Demikianlah yang sebenarnya dikatakan oleh Izuddin bin Abdussalam yakni mewajibkan orang-orang awam untuk bertaqlid. Bukan seperti Syeikh Khajandi yang mewajibkan semua orang untuk mengikuti yang ma’shum dan meninggalkan yang tidak ma’shum. Dengan kata lain dia mewajibkan semua orang untuk mengeluarkan sendiri hukum-hukum agama, baik itu dari Al-Qur’an maupun Hadits.

Imam Izuddin menetapkan bahwa pada prinsipnya orang yang taqlid harus menetapi seorang imam tertentu. Tetapi mengenai berpindah kepada imam madzhab selain madzhabnya dalam masalah hukum, hal ini masih diperselisihkan hukumnya oleh para ulama. Namun demikian beliau ini condong kepada pendapat yang membolehkan (bukan mewajibkan) dengan syarat-syarat tertentu. Sedangkan Syeikh Khajandi mewajibkan seseorang untuk berpindah-pindah madzhab. Syeikh Khajandi menyebarkan pandangannya ini dengan menyampaikan dalil kata-kata Izuddin bin Abdussalam, padahal pendirian Izuddin bin Abdussalam adalah kebalikan dari pandangan Khajandi

3)   Syeikh Khajandi juga mengatakan bahwa Ibnul Qoyyim memiliki pendapat yang sama dengan Izuddin bin Abdussalam yakni mengharamkan orang berpegang pada madzhab tertentu dan mewajibkan semua orang mengambil hukum langsung dari Al-Qur’an dan Hadits atau berpindah-pindah dari satu imam ke imam yang lain tanpa menetapi salah seorang imam madzhab secara terus menerus.

● **Cuplikan Data**:

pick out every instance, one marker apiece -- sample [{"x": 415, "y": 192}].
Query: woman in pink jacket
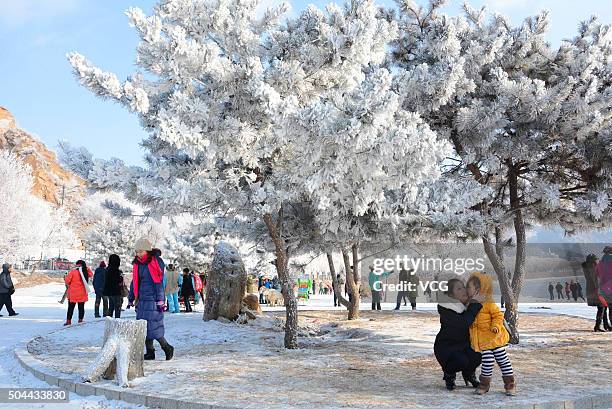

● **Tujuan Tugas**:
Mohon jawab pertanyaan berikut berdasarkan teks tentang taqlid, dengan nomor jawaban yang sama.
1. Siapa yang diwajibkan bertaqlid oleh Izuddin bin Abdussalam?
2. Pendapat apa yang menjadi kecenderungan Imam Izuddin mengenai berpindah kepada imam madzhab lain?
3. Menurut Syeikh Khajandi, siapa yang memiliki pendapat sama dengan Izuddin bin Abdussalam?

● **Hasil Tugas**:
1. Orang-orang awam.
2. Pendapat yang membolehkan (bukan mewajibkan) dengan syarat-syarat tertentu.
3. Ibnul Qoyyim.